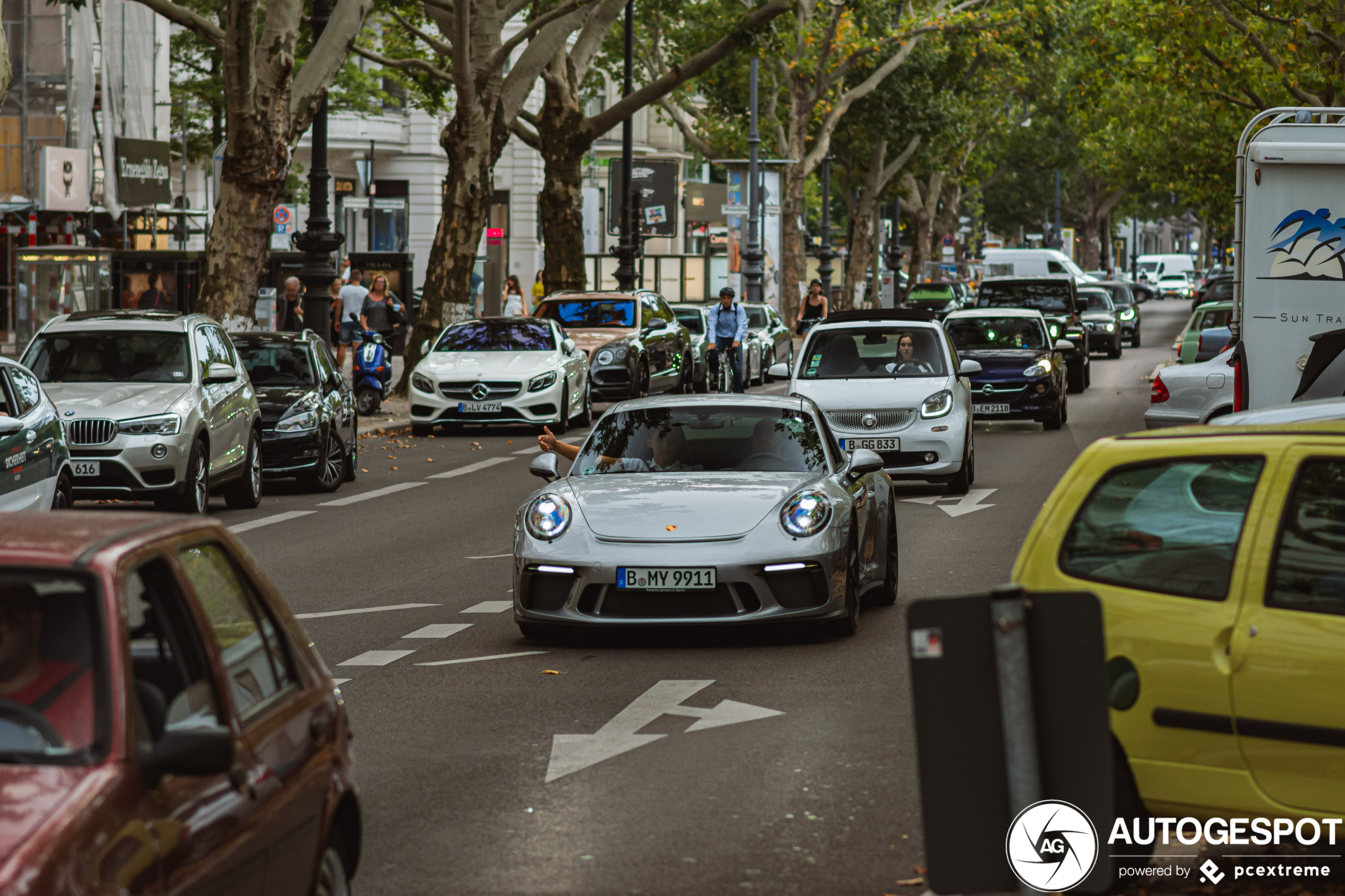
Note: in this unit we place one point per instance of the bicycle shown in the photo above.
(723, 381)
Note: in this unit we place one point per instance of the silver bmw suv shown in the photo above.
(156, 408)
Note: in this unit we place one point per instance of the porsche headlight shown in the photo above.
(937, 405)
(548, 518)
(806, 513)
(299, 422)
(162, 425)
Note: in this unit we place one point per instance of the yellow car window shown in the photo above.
(1169, 527)
(1311, 559)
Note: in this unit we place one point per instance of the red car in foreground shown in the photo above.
(166, 726)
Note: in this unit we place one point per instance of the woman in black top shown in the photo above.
(814, 308)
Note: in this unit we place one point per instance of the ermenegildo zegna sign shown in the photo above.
(143, 176)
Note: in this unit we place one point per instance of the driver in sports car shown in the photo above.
(665, 445)
(61, 691)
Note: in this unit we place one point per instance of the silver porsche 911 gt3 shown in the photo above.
(705, 511)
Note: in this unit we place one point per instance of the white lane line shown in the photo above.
(375, 493)
(494, 656)
(375, 657)
(347, 613)
(490, 607)
(439, 630)
(268, 520)
(470, 468)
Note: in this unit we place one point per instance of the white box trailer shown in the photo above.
(1289, 243)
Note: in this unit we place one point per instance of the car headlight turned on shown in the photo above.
(299, 422)
(162, 425)
(548, 518)
(937, 405)
(806, 513)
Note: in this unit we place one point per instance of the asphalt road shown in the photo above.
(452, 759)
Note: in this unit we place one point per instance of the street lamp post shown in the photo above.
(318, 242)
(752, 254)
(627, 248)
(825, 253)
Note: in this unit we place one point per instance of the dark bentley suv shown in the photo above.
(308, 420)
(1056, 297)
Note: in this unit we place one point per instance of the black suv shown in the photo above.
(308, 421)
(1057, 300)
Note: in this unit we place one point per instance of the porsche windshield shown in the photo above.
(588, 313)
(146, 356)
(997, 333)
(54, 710)
(873, 352)
(703, 440)
(498, 336)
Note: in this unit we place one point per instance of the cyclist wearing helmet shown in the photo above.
(728, 330)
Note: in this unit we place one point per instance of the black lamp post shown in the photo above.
(318, 242)
(627, 249)
(825, 253)
(752, 254)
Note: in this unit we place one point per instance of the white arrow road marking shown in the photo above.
(573, 753)
(969, 503)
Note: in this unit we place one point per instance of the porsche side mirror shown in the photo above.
(189, 752)
(864, 463)
(221, 374)
(546, 467)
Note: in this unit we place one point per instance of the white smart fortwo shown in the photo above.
(501, 370)
(891, 382)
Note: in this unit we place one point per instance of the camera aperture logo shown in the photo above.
(1052, 845)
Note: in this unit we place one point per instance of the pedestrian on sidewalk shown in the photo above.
(514, 305)
(352, 306)
(381, 312)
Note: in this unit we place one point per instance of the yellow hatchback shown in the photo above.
(1219, 557)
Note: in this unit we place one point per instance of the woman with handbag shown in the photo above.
(382, 311)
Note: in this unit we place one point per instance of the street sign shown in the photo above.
(573, 753)
(657, 182)
(963, 737)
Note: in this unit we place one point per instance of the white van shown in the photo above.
(1030, 263)
(1288, 311)
(1156, 266)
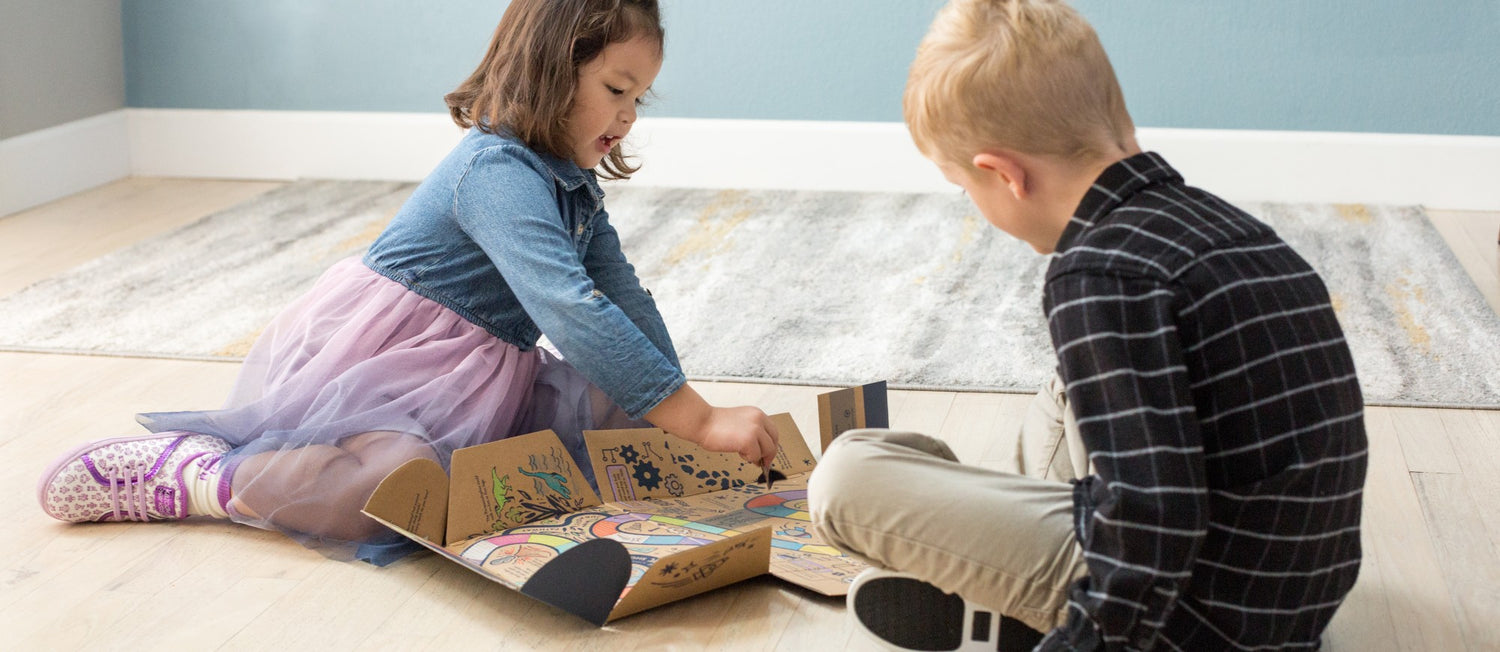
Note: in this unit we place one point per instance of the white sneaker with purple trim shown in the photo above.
(126, 478)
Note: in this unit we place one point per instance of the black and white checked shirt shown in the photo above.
(1218, 402)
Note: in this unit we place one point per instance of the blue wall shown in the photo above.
(1296, 65)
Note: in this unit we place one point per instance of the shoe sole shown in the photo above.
(912, 615)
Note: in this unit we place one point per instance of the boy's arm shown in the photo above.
(1143, 519)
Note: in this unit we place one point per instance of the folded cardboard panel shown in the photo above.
(675, 519)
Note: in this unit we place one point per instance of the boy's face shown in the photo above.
(995, 194)
(609, 87)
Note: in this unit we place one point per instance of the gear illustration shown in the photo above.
(629, 454)
(648, 475)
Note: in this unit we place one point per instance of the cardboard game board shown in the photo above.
(674, 519)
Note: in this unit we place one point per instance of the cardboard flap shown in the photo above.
(698, 570)
(413, 498)
(513, 481)
(849, 409)
(585, 580)
(648, 463)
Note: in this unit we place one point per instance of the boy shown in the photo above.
(1202, 370)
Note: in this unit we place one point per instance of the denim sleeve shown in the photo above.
(617, 278)
(509, 206)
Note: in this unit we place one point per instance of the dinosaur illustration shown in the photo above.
(555, 481)
(501, 490)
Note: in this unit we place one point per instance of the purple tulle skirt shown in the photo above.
(362, 375)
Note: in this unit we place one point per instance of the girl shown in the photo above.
(428, 343)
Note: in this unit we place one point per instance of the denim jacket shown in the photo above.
(518, 243)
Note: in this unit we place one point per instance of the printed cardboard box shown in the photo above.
(674, 520)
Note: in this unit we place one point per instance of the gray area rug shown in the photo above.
(779, 287)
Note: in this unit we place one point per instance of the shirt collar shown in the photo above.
(1115, 186)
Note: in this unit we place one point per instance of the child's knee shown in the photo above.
(848, 471)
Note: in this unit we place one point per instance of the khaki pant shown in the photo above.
(902, 501)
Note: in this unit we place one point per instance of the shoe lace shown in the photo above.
(128, 481)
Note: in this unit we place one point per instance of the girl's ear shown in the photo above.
(1005, 168)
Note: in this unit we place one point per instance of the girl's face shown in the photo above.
(609, 87)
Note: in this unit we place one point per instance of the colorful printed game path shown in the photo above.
(674, 520)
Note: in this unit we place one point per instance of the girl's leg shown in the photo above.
(320, 489)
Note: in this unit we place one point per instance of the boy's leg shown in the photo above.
(903, 502)
(1049, 445)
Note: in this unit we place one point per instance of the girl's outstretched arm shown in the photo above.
(744, 430)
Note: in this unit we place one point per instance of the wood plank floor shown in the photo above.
(1430, 580)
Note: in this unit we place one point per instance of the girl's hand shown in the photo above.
(744, 430)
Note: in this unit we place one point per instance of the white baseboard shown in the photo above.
(1454, 173)
(54, 162)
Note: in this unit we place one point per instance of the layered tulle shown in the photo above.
(359, 376)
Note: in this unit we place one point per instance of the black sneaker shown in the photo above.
(906, 613)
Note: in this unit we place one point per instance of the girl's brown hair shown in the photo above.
(528, 77)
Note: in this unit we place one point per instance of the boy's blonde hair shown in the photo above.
(1022, 75)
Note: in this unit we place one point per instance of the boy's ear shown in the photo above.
(1007, 168)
━━━━━━━━━━━━━━━━━━━━
* Work instructions:
Rewrite all of the rows above, replacing every "one point" with "a single point" and changing nothing else. Leave the pictures out of your answer.

* The reply:
Note: in this unit we place a single point per instance of the bicycle shown in the photo above.
(723, 381)
Note: in this unit we place a single point per instance of the silver bmw suv shown in the photo above.
(156, 408)
Note: in this unit we place a single point per instance of the porsche headlight shown in the photo above.
(937, 405)
(548, 518)
(806, 513)
(299, 422)
(162, 425)
Note: in this unit we place a single point per instance of the yellow car window shown in the photo above.
(1169, 527)
(1311, 559)
Note: in this unit we place a single point per instance of the red car in foreground shown in the photo above.
(166, 726)
Note: in this unit we place a single point per instance of the woman in black top shown in the photo above.
(814, 308)
Note: in this unit we place a single point per instance of the ermenegildo zegna sign shown in the photo above.
(143, 176)
Note: in this unit we place a single point per instance of the driver in sports car shown in the photo above.
(665, 445)
(61, 691)
Note: in this unit we place a single point per instance of the silver porsche 911 gt3 shown in the photo above.
(705, 511)
Note: in this unit we place a single point per instance of the white lane line shown in the photo above.
(375, 493)
(494, 656)
(375, 657)
(347, 613)
(490, 607)
(439, 630)
(268, 520)
(470, 468)
Note: in this unit we place a single point per instance of the white box trailer shown in the photo above.
(1289, 243)
Note: in this unit we place a single point per instance of the car headlight turned on shown in the photo above.
(299, 422)
(162, 425)
(548, 518)
(937, 405)
(806, 513)
Note: in this unit we place a single point per instance of the asphalt road shown in the photo above.
(452, 759)
Note: in this unit we place a single point per instance of the street lamp post shown in the photo above.
(318, 242)
(752, 254)
(627, 248)
(825, 253)
Note: in this unit we place a single point per instance of the dark bentley suv shown in the photo above.
(308, 420)
(1056, 297)
Note: in this unit we place a single point per instance of the black suv shown in the photo above.
(308, 421)
(1057, 300)
Note: in this unit we place a single point per instance of the porsche windshield shown in the photo above.
(588, 313)
(146, 356)
(997, 333)
(54, 710)
(873, 352)
(703, 440)
(498, 336)
Note: in this unit we place a single point per instance of the cyclist wearing helmet shown in the photo above.
(728, 330)
Note: in this unit we place a single point per instance of the black lamp post shown in the photo above.
(318, 242)
(627, 249)
(825, 253)
(752, 254)
Note: in this unit we place a single point per instance of the white arrow road marking shown in the photo above.
(573, 753)
(969, 503)
Note: in this unit we place a single point per instance of the porsche side mirror shown in the photo above.
(189, 752)
(864, 463)
(221, 374)
(546, 467)
Note: in this unit we place a single point per instance of the white smart fortwo shown in the photo above.
(501, 370)
(891, 382)
Note: in this unit we place a single point per instance of the camera aperture logo shown in the photo above.
(1052, 845)
Note: in this unit we place a single point per instance of the pedestrian on sidewalk shown in the photo above.
(514, 305)
(352, 306)
(381, 312)
Note: in this unit we place a single point per instance of the yellow hatchback shown in the photo above.
(1219, 557)
Note: in this unit we place a single point per instance of the woman with handbag shown in the photo above.
(382, 311)
Note: in this unit we place a single point per instance of the street sign shown in the photo above.
(573, 753)
(657, 182)
(963, 737)
Note: in this unit we place a single point per instance of the white van shown in the photo above.
(1030, 263)
(1288, 311)
(1156, 266)
Note: in this unit we place a single point per instance of the white sneaker with purple trim shown in the photo above.
(126, 478)
Note: in this unit we place a single point per instance of the black and white checked shirt shown in the photo above.
(1218, 402)
Note: in this unit we place a single point per instance of the blue wall shown in the photo above.
(1296, 65)
Note: in this unit we place a single point per instance of the shoe sole shown in the photo above.
(912, 615)
Note: in this unit we place a single point per instance of the boy's arm shown in the photo above.
(1143, 519)
Note: in this unit we place a single point per instance of the folded cardboard panel shown in the photo above.
(675, 519)
Note: in this unit we place a single point per instance of the boy's face shown in the photo above.
(995, 194)
(609, 87)
Note: in this unit we place a single point per instance of the gear illustration shown in the photo above.
(629, 454)
(648, 475)
Note: in this unit we place a single point per instance of the cardboard game board shown in the photo above.
(674, 519)
Note: in this unit we place a single point per instance of the cardboard flap shown in the photo above.
(698, 570)
(413, 498)
(513, 481)
(849, 409)
(585, 580)
(648, 463)
Note: in this unit we place a single point per instance of the boy shown in the photo above.
(1202, 370)
Note: in this unit we place a single point per instance of the denim sleeve shown in the photo above.
(617, 278)
(509, 206)
Note: in this unit we place a single point per instance of the dinosaur illustration shown in the photo above.
(555, 481)
(501, 490)
Note: in this unit we place a single point per instance of the purple tulle skirt shown in the photo above.
(362, 375)
Note: in this unit we place a single point per instance of the girl shown in the photo above.
(428, 343)
Note: in this unit we place a single point per instance of the denim jacket shown in the photo above.
(518, 243)
Note: in this unit we place a single point per instance of the printed cardboard box shown in the photo above.
(674, 520)
Note: in this unit we place a single point per instance of the gray area rug shown in the photo above.
(779, 287)
Note: in this unit we place a single point per instance of the shirt collar shown in the photo above.
(1115, 186)
Note: in this unit we place a single point per instance of the child's knee shown in the photo above.
(848, 471)
Note: in this unit we place a single point per instance of the khaki pant shown in the photo above.
(902, 501)
Note: in this unit we place a single point per instance of the shoe lace shown in the photo above.
(128, 481)
Note: in this unit we place a single point per instance of the girl's ear shown in the photo above.
(1005, 168)
Note: in this unit we place a single point per instance of the girl's face shown in the photo above.
(609, 87)
Note: in this unit we place a single point per instance of the colorful printed game path shown in the photo above.
(674, 520)
Note: in this unit we place a single point per instance of the girl's leg shown in the photo above.
(320, 489)
Note: in this unit we place a single point per instance of the boy's leg shown in the photo above.
(903, 502)
(1049, 445)
Note: in this unit we place a single point per instance of the girl's outstretched arm shown in the photo above.
(744, 430)
Note: in this unit we place a single point per instance of the wood plank floor shown in the photo above.
(1430, 580)
Note: in this unit we place a single point per instance of the girl's hand shown in the photo above.
(744, 430)
Note: in this unit we place a single point per instance of the white baseboard shown in the photo above.
(1454, 173)
(54, 162)
Note: in this unit we place a single point per instance of the layered tulle shown in the photo above.
(359, 376)
Note: in this unit we place a single point per instance of the black sneaker shown in the photo above.
(906, 613)
Note: in this unit we place a single point per instance of the girl's brown hair shown in the photo above.
(528, 77)
Note: in this unit we place a single point per instance of the boy's blonde hair shown in the photo above.
(1022, 75)
Note: in this unit we place a single point per instance of the boy's ear shown in the photo above.
(1007, 168)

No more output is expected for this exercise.